The Utter Insanity of Nemesis

This was it, our last night on that doomed starship drifting far from any stars. One last hyperjump to safety.

We’ve been playing Nemesis, the space survival horror board game, for months now, working our way through the many expansions.

The basic idea is simple. It’s the Alien franchise. In the base game, the crew of a starship wakes up from hypersleep to find a crewmate dead on the deck in front of them, body torn apart by… something. The ship has sounded an alarm, and initially the players — who all take on crew roles, such as pilot, captain, scientist and so on — are trying to find out why they were woken, and fixing the incomprehensibly broken and burned equipment.

It’s not too long into a game where someone first discovers the aliens; exactly which alien and how they kill you depends on the expansion. Once an alien is discovered, everyone chooses a personal objective from the two given at the start of the game — a corporate objective, something The Corporation has asked you to do, which is usually something the rest of the crew wouldn’t like. Or a personal objective, which is usually, “survive”, or some variation thereof.

Through our plays, we have been adding and adding more difficulty, culminating with the Aftermath expansion.

▬▬▬▬▬▬▬▬▬▬

◆ Assignment 1:
Transcribe the text about the Nemesis board game word for word, including everything from "It’s not too" down to "the Aftermath expansion.".
◆ Assignment 2:
Go on with the text about the Nemesis board game, starting after its last sentence.
The records that follow are separate material and are not part of the text about the Nemesis board game.

(Dataset records)
▬▬▬▬▬▬▬▬▬▬

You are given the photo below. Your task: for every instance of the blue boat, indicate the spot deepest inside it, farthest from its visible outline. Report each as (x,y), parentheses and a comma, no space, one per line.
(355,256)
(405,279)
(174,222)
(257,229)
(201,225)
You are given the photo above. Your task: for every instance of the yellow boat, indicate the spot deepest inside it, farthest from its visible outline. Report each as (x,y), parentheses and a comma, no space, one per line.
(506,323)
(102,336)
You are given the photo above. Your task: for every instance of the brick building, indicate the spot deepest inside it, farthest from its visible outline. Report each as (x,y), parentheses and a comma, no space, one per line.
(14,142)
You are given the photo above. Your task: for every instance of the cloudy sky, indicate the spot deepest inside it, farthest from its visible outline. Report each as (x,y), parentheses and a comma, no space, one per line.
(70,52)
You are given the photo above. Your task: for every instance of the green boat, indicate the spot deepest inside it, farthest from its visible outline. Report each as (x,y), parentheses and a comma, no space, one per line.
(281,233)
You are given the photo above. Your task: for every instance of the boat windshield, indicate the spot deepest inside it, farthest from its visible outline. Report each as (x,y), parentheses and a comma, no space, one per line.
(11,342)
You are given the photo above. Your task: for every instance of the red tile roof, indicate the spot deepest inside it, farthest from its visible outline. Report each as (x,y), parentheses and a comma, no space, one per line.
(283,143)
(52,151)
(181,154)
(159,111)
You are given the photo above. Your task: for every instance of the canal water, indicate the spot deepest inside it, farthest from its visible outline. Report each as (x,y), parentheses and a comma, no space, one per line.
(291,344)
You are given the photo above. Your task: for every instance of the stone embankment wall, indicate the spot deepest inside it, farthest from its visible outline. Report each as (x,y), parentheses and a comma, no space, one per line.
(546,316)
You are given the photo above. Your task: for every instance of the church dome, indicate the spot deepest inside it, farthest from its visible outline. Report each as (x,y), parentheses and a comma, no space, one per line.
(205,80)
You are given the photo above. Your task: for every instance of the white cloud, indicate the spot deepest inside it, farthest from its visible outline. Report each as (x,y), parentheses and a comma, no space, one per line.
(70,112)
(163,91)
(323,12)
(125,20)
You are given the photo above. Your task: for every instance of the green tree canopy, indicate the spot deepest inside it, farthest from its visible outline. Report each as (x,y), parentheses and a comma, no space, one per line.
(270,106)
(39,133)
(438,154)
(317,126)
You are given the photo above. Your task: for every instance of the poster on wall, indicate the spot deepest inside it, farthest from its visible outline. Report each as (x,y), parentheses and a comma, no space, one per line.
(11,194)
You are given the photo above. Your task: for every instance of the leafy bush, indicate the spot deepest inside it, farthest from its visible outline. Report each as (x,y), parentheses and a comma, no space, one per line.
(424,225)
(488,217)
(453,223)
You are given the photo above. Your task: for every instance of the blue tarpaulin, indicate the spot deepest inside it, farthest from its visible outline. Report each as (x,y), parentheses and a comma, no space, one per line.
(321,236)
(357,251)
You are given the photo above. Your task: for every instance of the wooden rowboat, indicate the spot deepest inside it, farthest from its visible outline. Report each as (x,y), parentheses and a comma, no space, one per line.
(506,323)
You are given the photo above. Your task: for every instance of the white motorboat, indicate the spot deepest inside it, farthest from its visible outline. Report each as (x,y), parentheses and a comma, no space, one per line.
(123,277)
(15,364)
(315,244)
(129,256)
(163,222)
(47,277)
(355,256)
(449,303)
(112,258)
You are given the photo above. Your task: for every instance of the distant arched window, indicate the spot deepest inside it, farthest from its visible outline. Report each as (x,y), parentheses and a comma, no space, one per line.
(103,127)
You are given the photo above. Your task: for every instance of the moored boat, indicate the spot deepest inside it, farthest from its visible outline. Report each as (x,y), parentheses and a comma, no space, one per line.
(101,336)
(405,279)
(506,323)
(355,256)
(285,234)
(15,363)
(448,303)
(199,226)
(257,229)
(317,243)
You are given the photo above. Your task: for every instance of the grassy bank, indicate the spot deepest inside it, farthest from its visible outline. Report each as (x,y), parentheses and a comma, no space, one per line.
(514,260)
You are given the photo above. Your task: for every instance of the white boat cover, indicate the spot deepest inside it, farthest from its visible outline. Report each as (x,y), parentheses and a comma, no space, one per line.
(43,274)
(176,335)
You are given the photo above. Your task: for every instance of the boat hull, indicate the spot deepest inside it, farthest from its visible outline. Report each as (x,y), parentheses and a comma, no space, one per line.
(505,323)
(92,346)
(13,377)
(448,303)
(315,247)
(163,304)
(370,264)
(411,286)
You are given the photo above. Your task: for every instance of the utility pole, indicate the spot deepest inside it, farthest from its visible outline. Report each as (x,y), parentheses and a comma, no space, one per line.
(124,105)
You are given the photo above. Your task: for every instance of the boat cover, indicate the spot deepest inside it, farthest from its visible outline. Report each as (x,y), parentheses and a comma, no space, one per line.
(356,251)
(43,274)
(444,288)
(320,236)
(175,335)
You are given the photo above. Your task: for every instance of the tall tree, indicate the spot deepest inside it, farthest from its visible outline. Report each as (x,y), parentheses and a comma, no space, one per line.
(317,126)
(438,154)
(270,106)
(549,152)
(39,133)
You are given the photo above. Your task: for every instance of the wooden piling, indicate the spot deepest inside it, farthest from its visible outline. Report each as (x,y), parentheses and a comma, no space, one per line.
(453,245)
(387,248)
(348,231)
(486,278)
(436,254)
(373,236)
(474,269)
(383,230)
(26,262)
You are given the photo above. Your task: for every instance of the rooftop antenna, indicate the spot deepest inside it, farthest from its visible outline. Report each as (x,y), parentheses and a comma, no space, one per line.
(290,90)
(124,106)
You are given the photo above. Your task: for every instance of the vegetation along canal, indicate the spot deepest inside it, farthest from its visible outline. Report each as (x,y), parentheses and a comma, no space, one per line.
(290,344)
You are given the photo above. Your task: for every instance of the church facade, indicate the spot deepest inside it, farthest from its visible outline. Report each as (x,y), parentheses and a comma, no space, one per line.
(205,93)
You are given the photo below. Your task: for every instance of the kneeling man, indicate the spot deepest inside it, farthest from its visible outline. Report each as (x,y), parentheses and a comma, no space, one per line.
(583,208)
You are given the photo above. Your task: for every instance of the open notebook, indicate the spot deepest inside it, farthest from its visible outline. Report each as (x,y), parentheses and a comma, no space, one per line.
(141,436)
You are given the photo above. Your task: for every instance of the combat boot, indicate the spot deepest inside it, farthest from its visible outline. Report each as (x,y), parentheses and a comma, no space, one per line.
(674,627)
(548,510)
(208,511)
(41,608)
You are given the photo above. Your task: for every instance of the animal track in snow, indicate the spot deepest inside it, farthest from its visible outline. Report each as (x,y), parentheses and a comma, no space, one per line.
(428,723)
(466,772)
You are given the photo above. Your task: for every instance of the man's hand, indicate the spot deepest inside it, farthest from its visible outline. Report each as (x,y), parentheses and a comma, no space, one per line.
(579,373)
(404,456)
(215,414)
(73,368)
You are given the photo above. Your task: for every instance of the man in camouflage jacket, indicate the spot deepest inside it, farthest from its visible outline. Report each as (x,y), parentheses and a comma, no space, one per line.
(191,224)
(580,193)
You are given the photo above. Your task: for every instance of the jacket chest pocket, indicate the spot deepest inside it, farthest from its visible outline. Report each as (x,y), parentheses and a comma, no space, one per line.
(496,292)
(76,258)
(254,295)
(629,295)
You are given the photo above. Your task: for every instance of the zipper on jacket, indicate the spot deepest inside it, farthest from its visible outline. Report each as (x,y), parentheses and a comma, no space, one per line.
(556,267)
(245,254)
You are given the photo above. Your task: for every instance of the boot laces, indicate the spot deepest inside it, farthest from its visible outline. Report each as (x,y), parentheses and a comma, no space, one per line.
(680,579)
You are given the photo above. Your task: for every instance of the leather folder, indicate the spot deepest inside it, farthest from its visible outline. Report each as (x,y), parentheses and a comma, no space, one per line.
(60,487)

▬▬▬▬▬▬▬▬▬▬

◆ Reply 1:
It’s not too long into a game where someone first discovers the aliens; exactly which alien and how they kill you depends on the expansion. Once an alien is discovered, everyone chooses a personal objective from the two given at the start of the game — a corporate objective, something The Corporation has asked you to do, which is usually something the rest of the crew wouldn’t like. Or a personal objective, which is usually, “survive”, or some variation thereof.

Through our plays, we have been adding and adding more difficulty, culminating with the Aftermath expansion.

◆ Reply 2:
In Aftermath, scientists on Earth detected a coldsleep freighter jumping into the solar system. It doesn’t make contact; it just silently drifts. An expedition is sent to investigate — and then standard hijinks ensue, but NOW you have alerts that must be cleared within two turns or the whole game ends.

And then in the mode we played last night, we have all that, except we’re back in space again, but now we have to deal with the alerts along with everything else.

The CEO of the Corporation was along for this ride; his special ability let him review all our corporate objectives. His personal objective was to study the aliens and look for weaknesses. My corporate objective was to find and clear the hive and its queen; my personal objective was to see the ship reached Mars.

I was lucky, there. I (playing the pilot) headed straight for the bridge and found the ship was already programmed to head to Mars; I then went to the engine status room and found that all the ship’s engines were functioning perfectly. Unfortunately, things went pear shaped after that.

Aliens poured out of everywhere. I got seriously wounded, slimed, and contaminated — four times over. Trying to get into an evacuation pod in that state would be fatal, so I had to help repair the ship’s automated surgery and emergency rooms to clear the contamination (I had an alien larva in me, among other issues) and deal with some of my injuries. An alert had us required to check the evacuation hatches. Andy’s soldier died. Ally’s character (can’t remember the class) ducked into an evacuation pod and was out of the game. With aliens everywhere and the CEO about to escape on the shuttle, I managed to make it to an evac pod.

And then an alert happened, requiring Kasul’s CEO to bring two eggs onto the shuttle. He might have made it — but then we got an event that sent malfunctions throughout the ship. And we still might have made it, but then all the malfunctions caught on fire, and the ship exploded.

The ship didn’t make it to Mars, so I didn’t meet my objective. Plus, I was still infected, so I likely still would have died. The CEO went down with the ship. Ally’s character was the only survivor.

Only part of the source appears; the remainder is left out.